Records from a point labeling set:

|---|

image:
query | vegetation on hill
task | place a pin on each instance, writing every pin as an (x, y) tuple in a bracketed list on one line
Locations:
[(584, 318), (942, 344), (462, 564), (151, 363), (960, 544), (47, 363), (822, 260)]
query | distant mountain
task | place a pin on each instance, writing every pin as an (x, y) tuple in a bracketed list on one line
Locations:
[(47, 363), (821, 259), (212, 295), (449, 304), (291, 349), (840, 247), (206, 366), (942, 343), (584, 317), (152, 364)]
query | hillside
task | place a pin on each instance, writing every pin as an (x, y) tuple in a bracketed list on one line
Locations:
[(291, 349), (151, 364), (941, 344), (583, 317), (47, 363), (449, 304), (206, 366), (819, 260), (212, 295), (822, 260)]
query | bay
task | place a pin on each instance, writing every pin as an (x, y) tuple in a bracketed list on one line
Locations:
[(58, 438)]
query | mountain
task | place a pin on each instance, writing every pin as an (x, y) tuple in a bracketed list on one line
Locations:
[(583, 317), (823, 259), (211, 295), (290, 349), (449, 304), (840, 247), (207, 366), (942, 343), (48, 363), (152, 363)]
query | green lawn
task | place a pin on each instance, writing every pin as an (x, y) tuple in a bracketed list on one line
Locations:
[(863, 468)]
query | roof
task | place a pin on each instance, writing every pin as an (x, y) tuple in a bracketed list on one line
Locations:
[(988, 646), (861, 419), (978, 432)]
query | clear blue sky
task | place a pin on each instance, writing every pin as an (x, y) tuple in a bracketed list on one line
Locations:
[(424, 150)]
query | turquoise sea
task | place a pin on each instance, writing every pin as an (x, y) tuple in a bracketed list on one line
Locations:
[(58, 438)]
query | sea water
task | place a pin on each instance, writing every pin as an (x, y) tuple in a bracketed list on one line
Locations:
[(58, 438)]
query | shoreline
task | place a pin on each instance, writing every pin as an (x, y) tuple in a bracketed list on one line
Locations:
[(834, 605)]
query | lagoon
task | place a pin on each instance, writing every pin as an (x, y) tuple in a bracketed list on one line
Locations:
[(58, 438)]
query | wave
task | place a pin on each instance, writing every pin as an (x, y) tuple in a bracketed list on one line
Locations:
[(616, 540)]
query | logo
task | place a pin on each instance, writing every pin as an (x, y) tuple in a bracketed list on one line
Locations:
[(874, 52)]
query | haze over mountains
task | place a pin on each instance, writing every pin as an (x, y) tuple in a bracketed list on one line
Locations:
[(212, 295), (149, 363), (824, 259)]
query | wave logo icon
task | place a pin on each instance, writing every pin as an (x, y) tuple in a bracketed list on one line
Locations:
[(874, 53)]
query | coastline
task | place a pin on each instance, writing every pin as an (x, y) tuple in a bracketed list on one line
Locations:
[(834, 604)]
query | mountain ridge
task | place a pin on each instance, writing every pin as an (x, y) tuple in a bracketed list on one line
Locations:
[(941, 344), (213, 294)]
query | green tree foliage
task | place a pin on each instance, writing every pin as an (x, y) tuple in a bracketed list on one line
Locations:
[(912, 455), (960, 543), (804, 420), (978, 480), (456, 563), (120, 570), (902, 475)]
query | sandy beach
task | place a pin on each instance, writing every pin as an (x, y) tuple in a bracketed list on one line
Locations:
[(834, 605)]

|---|

OBJECTIVE - Rename "Locations" to "Points" in every one of the entries above, and leave the rest of each entry unchanged.

REPLY -
image:
query | vegetation on hill
task | place a pin on each instance, writing every pin as an (x, y) tuple in a bracketed list on one line
Points:
[(584, 318), (942, 344), (462, 564), (151, 363), (960, 544), (47, 363), (822, 260)]
query | distant mountain
task | place a pin on each instance, writing every pin as an (x, y) tuple in a bracketed list on one line
Points:
[(47, 363), (821, 259), (212, 295), (449, 304), (291, 349), (840, 247), (206, 366), (942, 343), (584, 317), (152, 364)]
query | hillside
task | place a pin on each instance, writing every pin as an (x, y) tuple in a bracketed list on one line
Points:
[(291, 349), (151, 364), (941, 344), (583, 317), (47, 363), (449, 304), (206, 366), (819, 260), (212, 295), (822, 260)]
query | bay
task | place a pin on each instance, writing every pin as an (x, y) tuple in a bracketed list on one line
Points:
[(58, 438)]
query | mountain
task | place a pin on each instance, writing every pin as an (x, y) tuple in a bracketed list on one line
Points:
[(583, 317), (823, 259), (211, 295), (290, 349), (449, 304), (840, 247), (207, 366), (942, 343), (48, 363), (152, 363)]
query | green lawn
task | place a pin on each instance, writing every pin as an (x, y) tuple in a bracketed list on one line
Points:
[(863, 468)]
query | roof
task | place a pin on each instance, writing every pin as an (x, y) tuple in a bracketed list on one line
Points:
[(988, 646), (861, 419), (978, 432)]
query | clear blue sky
task | place a pin on each instance, writing every pin as an (x, y) tuple in a bracketed list on one line
Points:
[(424, 150)]
query | turquoise sea
task | place a pin on each instance, writing every pin as an (x, y) tuple in a bracketed list on one line
Points:
[(58, 438)]
query | sea water
task | place a pin on each instance, writing every pin as an (x, y) tuple in a bracketed list on one line
Points:
[(58, 438)]
query | shoreline
task | place a pin on each instance, writing every pin as an (x, y) tuple in a bracketed list on one line
Points:
[(834, 605)]
query | lagoon
task | place a pin on each instance, writing every pin as an (x, y) tuple in a bracketed list on one line
Points:
[(58, 438)]
query | wave
task | place a pin on each instance, writing every pin as an (x, y) tuple in a bracketed list on one line
Points:
[(616, 540)]
query | logo
task | place a pin on each instance, writing every pin as an (x, y) tuple in a bracketed list on one line
Points:
[(874, 52)]
query | haze over mountains
task | place a pin on each instance, writing every pin as an (x, y) tuple in a bracketed list on one line
Points:
[(212, 295), (149, 363), (824, 259)]
query | wave logo icon
task | place a pin on each instance, writing every pin as an (x, y) tuple in a bracketed list on one line
Points:
[(874, 53)]
query | coastline
task | place a pin on each instance, writing every pin as an (x, y) tuple in a bracketed list on one line
Points:
[(834, 604)]
query | mountain ridge
task | place a pin on each instance, writing every pin as an (x, y) tuple in a bracketed list on one line
Points:
[(941, 344), (213, 294)]
query | green tree foliage
task | place a pin on each instance, writing every pin as an (x, y) tuple in a bracketed list on one line
Points:
[(912, 455), (960, 543), (804, 420), (978, 480), (456, 563), (120, 570), (902, 475)]
query | sandy beach
task | place a pin on each instance, writing every pin as an (x, y) tuple in a bracketed list on one line
Points:
[(834, 605)]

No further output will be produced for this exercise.